- _Recorded information_:
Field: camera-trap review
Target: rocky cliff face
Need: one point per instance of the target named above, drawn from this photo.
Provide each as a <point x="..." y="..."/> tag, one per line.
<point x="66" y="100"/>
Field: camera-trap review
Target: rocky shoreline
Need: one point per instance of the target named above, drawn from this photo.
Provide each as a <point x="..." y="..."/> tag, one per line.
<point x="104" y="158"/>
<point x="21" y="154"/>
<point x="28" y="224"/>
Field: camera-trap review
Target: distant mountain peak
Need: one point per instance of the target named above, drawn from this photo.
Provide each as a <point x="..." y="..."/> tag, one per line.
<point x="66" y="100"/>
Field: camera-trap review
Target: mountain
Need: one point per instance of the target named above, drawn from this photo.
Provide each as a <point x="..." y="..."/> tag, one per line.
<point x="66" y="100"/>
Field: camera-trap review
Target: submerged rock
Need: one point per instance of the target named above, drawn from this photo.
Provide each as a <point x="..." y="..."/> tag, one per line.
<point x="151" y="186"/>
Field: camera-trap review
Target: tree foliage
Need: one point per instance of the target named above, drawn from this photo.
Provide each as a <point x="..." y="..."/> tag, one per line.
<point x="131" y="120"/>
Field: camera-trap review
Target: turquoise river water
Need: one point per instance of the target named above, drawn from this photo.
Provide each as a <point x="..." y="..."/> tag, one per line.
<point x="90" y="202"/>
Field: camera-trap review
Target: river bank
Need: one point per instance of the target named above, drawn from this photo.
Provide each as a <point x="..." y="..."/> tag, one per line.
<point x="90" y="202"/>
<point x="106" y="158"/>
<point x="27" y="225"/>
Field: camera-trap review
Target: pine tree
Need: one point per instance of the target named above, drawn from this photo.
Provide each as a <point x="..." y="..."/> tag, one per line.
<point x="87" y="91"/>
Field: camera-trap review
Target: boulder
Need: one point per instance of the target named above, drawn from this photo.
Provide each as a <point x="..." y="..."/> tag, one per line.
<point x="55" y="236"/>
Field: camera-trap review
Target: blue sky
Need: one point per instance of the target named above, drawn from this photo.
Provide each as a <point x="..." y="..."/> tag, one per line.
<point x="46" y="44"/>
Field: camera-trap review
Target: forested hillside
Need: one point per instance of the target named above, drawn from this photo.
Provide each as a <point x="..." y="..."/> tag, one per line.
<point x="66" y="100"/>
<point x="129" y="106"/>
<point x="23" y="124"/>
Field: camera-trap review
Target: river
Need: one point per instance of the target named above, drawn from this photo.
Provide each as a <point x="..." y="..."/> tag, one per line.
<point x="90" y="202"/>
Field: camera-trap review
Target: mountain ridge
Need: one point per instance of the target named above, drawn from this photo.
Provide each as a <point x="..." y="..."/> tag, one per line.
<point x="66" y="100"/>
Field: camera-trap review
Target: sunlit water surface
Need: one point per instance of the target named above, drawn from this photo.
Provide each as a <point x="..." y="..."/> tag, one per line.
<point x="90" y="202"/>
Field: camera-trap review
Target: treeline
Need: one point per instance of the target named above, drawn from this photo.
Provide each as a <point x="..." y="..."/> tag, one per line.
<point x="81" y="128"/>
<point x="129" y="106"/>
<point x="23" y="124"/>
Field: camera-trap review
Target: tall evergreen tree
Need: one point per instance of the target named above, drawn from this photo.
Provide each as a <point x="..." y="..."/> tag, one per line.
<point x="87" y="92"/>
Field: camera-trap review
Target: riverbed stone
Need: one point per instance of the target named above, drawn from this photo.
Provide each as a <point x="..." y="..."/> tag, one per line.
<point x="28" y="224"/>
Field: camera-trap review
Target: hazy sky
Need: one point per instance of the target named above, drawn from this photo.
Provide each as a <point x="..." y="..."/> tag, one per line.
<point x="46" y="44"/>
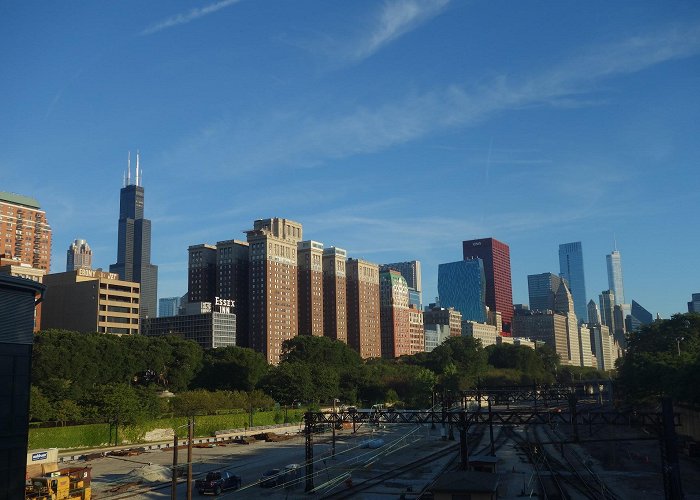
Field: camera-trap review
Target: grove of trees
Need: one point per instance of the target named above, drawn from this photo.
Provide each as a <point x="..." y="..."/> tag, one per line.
<point x="79" y="378"/>
<point x="663" y="359"/>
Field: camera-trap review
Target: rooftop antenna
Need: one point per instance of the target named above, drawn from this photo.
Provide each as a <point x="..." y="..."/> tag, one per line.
<point x="137" y="167"/>
<point x="128" y="175"/>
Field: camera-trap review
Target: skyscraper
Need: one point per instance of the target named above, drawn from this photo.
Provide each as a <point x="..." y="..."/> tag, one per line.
<point x="25" y="235"/>
<point x="232" y="282"/>
<point x="78" y="255"/>
<point x="499" y="288"/>
<point x="579" y="341"/>
<point x="571" y="268"/>
<point x="615" y="276"/>
<point x="221" y="271"/>
<point x="335" y="308"/>
<point x="273" y="284"/>
<point x="411" y="271"/>
<point x="593" y="313"/>
<point x="134" y="243"/>
<point x="364" y="332"/>
<point x="168" y="306"/>
<point x="310" y="283"/>
<point x="394" y="316"/>
<point x="541" y="289"/>
<point x="607" y="309"/>
<point x="462" y="285"/>
<point x="201" y="273"/>
<point x="641" y="315"/>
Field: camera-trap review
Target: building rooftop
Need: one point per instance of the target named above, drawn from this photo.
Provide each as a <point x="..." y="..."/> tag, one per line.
<point x="18" y="199"/>
<point x="466" y="482"/>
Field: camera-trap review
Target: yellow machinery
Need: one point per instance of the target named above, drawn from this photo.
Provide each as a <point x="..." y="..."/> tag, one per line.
<point x="64" y="484"/>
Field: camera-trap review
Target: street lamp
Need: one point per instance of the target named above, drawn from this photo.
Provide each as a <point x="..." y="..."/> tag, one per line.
<point x="334" y="420"/>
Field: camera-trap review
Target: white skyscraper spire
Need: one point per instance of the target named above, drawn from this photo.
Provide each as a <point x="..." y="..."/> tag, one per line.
<point x="128" y="170"/>
<point x="137" y="167"/>
<point x="615" y="281"/>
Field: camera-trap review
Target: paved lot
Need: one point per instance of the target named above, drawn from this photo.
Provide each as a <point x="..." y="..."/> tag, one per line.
<point x="401" y="443"/>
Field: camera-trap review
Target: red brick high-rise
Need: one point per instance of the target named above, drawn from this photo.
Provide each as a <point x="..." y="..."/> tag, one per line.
<point x="273" y="284"/>
<point x="25" y="235"/>
<point x="499" y="287"/>
<point x="310" y="283"/>
<point x="335" y="304"/>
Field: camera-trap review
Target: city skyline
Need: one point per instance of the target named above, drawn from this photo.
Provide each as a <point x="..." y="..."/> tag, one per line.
<point x="306" y="111"/>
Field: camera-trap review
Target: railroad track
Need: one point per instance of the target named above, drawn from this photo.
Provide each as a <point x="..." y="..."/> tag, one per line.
<point x="453" y="450"/>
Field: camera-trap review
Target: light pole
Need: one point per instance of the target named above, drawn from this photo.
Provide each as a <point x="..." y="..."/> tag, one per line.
<point x="333" y="422"/>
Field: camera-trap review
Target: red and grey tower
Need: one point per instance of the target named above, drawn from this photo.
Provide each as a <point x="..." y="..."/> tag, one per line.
<point x="499" y="287"/>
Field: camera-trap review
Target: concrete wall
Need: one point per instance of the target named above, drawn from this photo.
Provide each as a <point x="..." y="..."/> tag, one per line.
<point x="690" y="422"/>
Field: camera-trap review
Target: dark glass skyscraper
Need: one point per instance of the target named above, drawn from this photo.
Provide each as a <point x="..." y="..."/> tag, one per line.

- _Aim of the task_:
Identify every line in the rows above that contains the word "water" and copy each one out. Case counts.

- _In response_:
Target: turquoise river water
Target: sunlit water surface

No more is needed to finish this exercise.